__Instructions for the task__: Rewrite the material below, substituting "single marker" for every occurrence of "single dot" and leaving all else unchanged.

(A run of records)
____________

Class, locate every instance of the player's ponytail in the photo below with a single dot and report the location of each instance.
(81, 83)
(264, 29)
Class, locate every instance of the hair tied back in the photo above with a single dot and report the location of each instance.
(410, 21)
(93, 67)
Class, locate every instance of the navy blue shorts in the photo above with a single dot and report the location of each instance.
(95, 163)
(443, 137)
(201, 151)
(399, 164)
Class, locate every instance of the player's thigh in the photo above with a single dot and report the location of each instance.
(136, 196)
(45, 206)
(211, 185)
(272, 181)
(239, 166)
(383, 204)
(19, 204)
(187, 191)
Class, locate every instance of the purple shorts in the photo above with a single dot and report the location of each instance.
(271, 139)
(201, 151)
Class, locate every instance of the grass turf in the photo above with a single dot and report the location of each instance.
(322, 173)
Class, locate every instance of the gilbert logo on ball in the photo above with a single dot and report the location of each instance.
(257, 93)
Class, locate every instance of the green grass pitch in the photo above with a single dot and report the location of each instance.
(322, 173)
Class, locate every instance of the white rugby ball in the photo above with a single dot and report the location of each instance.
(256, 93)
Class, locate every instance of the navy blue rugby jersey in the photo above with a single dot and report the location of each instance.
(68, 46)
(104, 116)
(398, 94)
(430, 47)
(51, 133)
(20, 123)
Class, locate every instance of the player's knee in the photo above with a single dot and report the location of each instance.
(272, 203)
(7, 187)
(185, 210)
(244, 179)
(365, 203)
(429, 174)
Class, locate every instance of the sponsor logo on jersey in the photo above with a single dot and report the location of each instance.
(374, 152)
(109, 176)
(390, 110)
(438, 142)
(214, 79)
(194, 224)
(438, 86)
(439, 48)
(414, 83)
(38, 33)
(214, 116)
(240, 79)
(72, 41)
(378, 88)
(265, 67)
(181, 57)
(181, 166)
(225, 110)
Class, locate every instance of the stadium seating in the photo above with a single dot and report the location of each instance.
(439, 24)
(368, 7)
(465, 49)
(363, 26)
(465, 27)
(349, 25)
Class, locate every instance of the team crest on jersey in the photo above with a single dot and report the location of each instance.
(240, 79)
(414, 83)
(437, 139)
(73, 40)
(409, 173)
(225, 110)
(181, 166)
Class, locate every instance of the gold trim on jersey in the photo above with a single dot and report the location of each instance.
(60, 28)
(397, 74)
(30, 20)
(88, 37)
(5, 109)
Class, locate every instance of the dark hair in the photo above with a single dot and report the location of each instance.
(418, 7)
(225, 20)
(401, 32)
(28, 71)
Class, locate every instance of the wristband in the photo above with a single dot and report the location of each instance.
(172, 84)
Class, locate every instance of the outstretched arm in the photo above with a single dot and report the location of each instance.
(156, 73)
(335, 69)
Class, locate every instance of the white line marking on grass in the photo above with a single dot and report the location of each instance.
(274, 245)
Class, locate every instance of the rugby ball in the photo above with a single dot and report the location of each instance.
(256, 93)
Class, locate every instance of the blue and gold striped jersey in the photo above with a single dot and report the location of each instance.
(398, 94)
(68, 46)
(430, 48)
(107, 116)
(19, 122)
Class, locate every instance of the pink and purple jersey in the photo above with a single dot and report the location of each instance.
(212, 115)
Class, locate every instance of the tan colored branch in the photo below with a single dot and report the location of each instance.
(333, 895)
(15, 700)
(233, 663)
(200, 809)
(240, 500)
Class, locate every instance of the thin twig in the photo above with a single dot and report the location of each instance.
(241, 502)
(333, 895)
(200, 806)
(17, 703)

____________

__Exercise result__:
Class, locate every instance of the player's ponytail in the photo below with a single marker and report the location of each instance.
(81, 83)
(264, 29)
Class, locate every instance of the hair tied back in the photo above with a single marker and report the location of each instance.
(410, 21)
(93, 67)
Class, locate every instance of the navy blue shorts in the photo above with a single marker and report the location of each instance.
(95, 163)
(443, 137)
(201, 151)
(399, 164)
Class, locate every instance of the player's thigh in the photo above with a single marker and report the location of each instance.
(136, 196)
(45, 206)
(211, 185)
(272, 181)
(239, 166)
(383, 204)
(19, 204)
(187, 191)
Class, locate every instance of the purple shorts in the photo above with a single marker and report the location of each instance.
(271, 139)
(201, 151)
Class, locate every instance of the grass turf in the photo above with a single marker and report the location of each instance.
(322, 173)
Class, locate every instance of the gilbert logo on ball in the photo above with a single marker and report the location of each instance.
(257, 93)
Class, locate every instance of the green grass pitch in the photo above with a single marker and report the location of each instance.
(322, 173)
Class, locate every instance of the white rugby ball in the photo above with a single marker and report the location of each instance.
(256, 93)
Class, locate every instance of the navy blue rugby jersey in the photo above with a single marker and report the location of each instance.
(68, 46)
(104, 116)
(398, 94)
(430, 47)
(51, 133)
(20, 123)
Class, locate every instance of the player's knee in the photo above with a single marker and report the location of each instance.
(272, 203)
(7, 187)
(185, 210)
(244, 179)
(365, 203)
(429, 174)
Class, locate every instance of the sponsor logo on jersey in the photo above with a single marker and report the location of each instance.
(374, 152)
(109, 176)
(390, 110)
(438, 142)
(214, 79)
(194, 224)
(438, 86)
(439, 48)
(414, 83)
(38, 33)
(214, 116)
(240, 79)
(72, 41)
(378, 88)
(265, 67)
(181, 57)
(181, 166)
(225, 110)
Class, locate every instance of the stadium seating in the photo above with a single marker and report the location of each instance.
(439, 24)
(368, 7)
(465, 49)
(363, 26)
(465, 27)
(349, 25)
Class, locate every instance of the team crest on jersey in the photo above with a single marker and report the location of each instance.
(240, 79)
(414, 83)
(437, 139)
(73, 40)
(409, 173)
(225, 110)
(181, 166)
Class, locate every instance of the gold trim on jersey in the photo above with a single marker and report the location of each instance.
(60, 28)
(397, 74)
(30, 20)
(88, 37)
(5, 109)
Class, locate every instance of the dark hair in the photo above with a single marker and report the location of each instance.
(418, 7)
(225, 20)
(401, 32)
(28, 71)
Class, locate every instance of the wristband in the photo above with a single marker and report the location of each instance.
(172, 84)
Class, locate every instance of the outstretched arm in the photo above with a single marker and report the location of each instance.
(156, 73)
(335, 69)
Class, locate every instance of the white line marking on grass in the photo above with a single marker and report the location of each instance.
(274, 245)
Class, locate every instance of the rugby ball in the photo above with a single marker and report the location of each instance.
(256, 93)
Class, locate every instance of the blue and gold striped jersey in the photo above with a single marker and report the location of each instance.
(398, 94)
(68, 46)
(430, 48)
(107, 116)
(19, 122)
Class, locate every instance of the pink and purple jersey in the photo above with a single marker and report the location of each instance.
(212, 115)
Class, locate every instance of the tan colored branch in the photo below with a single marker and report the location of each instance.
(333, 895)
(15, 700)
(233, 663)
(200, 809)
(240, 500)
Class, locate every instance of the thin twig in the photo above with a single marker and report the location of each instance.
(241, 502)
(333, 895)
(200, 806)
(17, 703)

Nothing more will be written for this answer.